▸ YOUR GOAL:
Consider the listing below. Extract exactly the lines from the line containing "Where can the blue stage" to the line containing "Target: sawtooth roof", both included.

Segment Start: DATA PROVIDED

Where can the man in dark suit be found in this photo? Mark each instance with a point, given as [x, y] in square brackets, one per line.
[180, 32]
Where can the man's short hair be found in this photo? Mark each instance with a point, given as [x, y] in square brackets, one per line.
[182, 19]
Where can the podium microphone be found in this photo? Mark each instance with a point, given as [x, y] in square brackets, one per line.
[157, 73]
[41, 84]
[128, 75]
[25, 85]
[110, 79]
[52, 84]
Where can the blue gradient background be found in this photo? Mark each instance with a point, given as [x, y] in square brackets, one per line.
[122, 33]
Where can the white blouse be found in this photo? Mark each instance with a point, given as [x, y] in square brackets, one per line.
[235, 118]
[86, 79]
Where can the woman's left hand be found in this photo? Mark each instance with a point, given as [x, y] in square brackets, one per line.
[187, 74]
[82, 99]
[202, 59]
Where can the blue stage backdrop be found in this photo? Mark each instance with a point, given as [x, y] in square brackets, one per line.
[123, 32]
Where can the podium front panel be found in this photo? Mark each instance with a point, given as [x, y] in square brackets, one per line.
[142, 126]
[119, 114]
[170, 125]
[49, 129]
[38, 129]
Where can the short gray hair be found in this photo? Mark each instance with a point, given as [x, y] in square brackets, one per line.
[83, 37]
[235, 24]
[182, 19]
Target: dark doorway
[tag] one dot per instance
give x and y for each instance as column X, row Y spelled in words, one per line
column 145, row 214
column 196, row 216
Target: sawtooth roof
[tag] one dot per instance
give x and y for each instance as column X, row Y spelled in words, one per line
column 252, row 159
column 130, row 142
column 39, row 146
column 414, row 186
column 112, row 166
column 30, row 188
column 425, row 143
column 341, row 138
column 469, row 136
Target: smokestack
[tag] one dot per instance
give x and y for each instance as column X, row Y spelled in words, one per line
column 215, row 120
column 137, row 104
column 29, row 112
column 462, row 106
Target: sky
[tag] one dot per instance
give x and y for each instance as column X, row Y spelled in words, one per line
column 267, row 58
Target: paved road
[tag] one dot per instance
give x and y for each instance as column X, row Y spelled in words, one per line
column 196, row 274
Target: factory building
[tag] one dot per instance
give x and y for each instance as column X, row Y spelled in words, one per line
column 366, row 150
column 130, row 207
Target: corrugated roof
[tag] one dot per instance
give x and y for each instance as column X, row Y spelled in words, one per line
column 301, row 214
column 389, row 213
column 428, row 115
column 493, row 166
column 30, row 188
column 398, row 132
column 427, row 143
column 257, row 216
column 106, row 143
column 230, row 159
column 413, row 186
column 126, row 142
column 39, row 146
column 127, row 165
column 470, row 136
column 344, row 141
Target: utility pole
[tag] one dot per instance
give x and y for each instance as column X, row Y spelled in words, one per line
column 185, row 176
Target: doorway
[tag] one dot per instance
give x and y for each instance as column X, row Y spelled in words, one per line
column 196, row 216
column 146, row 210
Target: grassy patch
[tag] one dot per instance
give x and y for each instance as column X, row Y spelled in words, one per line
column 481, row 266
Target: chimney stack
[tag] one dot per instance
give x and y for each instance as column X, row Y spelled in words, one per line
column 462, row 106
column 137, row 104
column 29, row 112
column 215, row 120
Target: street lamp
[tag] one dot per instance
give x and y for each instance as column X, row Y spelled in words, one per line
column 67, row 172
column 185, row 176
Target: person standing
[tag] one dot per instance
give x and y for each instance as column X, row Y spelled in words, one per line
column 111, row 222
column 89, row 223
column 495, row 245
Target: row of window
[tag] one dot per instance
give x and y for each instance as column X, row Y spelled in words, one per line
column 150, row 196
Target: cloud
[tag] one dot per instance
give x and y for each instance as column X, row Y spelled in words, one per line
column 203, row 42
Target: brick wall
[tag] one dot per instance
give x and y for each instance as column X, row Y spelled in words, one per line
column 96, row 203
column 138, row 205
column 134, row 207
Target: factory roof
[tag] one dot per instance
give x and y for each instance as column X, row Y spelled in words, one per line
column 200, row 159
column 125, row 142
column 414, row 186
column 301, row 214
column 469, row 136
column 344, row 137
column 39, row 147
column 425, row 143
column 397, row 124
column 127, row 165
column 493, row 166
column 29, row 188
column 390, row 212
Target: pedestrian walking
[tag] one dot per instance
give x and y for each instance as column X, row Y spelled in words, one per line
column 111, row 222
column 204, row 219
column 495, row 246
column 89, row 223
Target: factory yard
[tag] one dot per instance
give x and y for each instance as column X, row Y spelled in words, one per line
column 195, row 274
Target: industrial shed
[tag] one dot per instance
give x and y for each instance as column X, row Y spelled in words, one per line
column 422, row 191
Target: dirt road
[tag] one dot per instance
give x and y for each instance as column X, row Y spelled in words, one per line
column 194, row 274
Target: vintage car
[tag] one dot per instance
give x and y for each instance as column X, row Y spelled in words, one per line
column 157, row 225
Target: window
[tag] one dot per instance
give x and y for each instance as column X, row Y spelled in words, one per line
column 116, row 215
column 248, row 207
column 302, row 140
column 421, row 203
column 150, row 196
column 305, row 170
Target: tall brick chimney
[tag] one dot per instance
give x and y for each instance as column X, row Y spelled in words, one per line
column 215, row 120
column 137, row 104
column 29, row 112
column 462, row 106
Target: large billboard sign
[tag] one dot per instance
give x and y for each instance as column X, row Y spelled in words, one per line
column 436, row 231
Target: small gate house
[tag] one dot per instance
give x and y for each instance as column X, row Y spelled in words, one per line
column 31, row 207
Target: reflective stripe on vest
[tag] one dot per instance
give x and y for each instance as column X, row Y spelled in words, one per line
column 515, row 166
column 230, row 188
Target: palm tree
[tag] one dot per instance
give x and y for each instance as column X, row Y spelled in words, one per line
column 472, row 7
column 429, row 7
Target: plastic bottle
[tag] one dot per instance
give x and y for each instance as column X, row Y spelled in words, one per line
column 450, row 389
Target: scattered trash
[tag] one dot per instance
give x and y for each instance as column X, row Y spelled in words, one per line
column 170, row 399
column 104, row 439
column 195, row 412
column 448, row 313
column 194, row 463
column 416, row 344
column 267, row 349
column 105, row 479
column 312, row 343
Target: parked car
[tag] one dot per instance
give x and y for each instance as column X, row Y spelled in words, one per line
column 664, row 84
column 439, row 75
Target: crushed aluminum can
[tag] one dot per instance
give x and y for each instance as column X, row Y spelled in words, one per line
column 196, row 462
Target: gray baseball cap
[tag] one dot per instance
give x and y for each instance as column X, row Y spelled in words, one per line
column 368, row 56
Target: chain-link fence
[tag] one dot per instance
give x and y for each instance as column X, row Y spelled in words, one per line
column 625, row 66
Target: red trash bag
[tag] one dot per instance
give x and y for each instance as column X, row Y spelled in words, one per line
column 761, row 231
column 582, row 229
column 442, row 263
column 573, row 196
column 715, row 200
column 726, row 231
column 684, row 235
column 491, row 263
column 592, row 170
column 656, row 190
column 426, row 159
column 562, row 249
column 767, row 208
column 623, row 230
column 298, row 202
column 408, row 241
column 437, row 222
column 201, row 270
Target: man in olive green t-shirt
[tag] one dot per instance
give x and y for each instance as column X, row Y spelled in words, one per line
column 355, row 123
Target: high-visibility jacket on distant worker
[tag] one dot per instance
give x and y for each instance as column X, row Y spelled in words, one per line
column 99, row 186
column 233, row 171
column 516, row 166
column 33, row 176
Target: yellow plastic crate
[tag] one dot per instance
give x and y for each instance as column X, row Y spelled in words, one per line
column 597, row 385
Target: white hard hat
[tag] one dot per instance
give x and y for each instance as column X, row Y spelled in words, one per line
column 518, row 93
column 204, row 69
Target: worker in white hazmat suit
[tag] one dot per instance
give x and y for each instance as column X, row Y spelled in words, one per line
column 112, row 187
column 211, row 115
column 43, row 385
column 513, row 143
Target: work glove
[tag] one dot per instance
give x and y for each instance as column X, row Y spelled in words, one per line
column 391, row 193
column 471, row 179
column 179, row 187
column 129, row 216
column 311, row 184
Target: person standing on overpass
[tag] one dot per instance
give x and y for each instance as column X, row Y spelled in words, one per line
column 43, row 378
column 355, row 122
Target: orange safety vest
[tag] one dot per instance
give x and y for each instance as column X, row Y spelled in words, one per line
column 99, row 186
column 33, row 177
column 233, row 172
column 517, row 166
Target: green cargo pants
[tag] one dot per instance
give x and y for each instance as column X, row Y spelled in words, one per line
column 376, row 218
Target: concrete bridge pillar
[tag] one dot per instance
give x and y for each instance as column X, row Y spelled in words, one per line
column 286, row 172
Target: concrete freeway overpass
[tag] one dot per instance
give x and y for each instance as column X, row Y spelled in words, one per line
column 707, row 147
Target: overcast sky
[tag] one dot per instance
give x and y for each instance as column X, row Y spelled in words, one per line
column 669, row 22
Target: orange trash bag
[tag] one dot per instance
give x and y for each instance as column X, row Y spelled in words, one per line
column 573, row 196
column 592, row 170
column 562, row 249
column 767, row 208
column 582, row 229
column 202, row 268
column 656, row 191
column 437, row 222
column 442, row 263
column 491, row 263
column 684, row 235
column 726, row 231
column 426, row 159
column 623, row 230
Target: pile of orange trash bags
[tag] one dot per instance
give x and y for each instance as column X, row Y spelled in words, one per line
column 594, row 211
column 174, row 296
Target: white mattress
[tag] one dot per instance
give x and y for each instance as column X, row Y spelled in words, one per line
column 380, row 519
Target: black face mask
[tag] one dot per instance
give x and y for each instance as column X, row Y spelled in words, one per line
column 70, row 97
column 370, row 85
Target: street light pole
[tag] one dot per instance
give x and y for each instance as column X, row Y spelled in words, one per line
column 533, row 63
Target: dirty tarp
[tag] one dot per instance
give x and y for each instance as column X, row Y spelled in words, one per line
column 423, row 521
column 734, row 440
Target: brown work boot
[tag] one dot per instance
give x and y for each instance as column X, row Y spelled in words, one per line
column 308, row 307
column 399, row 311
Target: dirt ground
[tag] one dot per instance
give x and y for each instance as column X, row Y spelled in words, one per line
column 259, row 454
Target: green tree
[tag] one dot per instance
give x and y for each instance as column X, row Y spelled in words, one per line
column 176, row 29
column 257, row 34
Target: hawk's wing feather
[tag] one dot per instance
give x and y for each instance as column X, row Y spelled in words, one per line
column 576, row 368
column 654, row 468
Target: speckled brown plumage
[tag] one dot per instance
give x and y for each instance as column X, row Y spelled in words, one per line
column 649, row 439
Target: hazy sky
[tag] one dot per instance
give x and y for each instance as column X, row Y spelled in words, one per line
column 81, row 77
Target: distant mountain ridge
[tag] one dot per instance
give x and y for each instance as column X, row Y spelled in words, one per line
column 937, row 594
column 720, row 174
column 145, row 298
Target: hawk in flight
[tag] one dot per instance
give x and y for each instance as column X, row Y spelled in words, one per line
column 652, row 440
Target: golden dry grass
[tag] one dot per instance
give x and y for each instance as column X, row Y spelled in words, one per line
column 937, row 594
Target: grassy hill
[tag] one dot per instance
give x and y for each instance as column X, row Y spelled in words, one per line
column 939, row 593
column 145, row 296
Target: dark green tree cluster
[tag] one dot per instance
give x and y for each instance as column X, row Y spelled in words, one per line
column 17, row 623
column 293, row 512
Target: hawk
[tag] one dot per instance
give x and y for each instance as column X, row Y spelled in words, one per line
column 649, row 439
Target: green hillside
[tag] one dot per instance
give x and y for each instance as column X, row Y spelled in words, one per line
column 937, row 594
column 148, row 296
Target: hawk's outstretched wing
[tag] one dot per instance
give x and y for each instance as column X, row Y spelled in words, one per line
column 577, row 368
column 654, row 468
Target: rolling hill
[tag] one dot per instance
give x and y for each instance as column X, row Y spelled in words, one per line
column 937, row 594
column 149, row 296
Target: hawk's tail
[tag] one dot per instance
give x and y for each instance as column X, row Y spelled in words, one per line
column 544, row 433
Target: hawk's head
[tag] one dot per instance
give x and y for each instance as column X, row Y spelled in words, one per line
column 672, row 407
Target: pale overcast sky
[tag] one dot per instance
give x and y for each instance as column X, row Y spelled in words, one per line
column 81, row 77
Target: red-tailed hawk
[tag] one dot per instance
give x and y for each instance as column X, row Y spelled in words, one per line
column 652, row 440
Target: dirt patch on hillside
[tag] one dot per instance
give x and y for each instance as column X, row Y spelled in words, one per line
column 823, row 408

Segment End: DATA PROVIDED

▸ ANSWER TO THIS TASK:
Where can the blue stage backdrop be found in this photo? Mark each instance with a point, given as [x, y] in square brackets, one per line.
[123, 32]
Where can the podium front panel be found in this photo? Mark each instance with a point, given as [x, y] in square brackets, one per line.
[142, 126]
[119, 114]
[170, 125]
[49, 129]
[38, 129]
Where can the short gray hair be found in this photo? Mark each instance with a point, given as [x, y] in square brackets, one per line.
[83, 37]
[235, 24]
[182, 19]
Target: dark doorway
[tag] one dot per instance
give x and y for each instance as column X, row Y spelled in words, one per line
column 145, row 214
column 196, row 216
Target: sawtooth roof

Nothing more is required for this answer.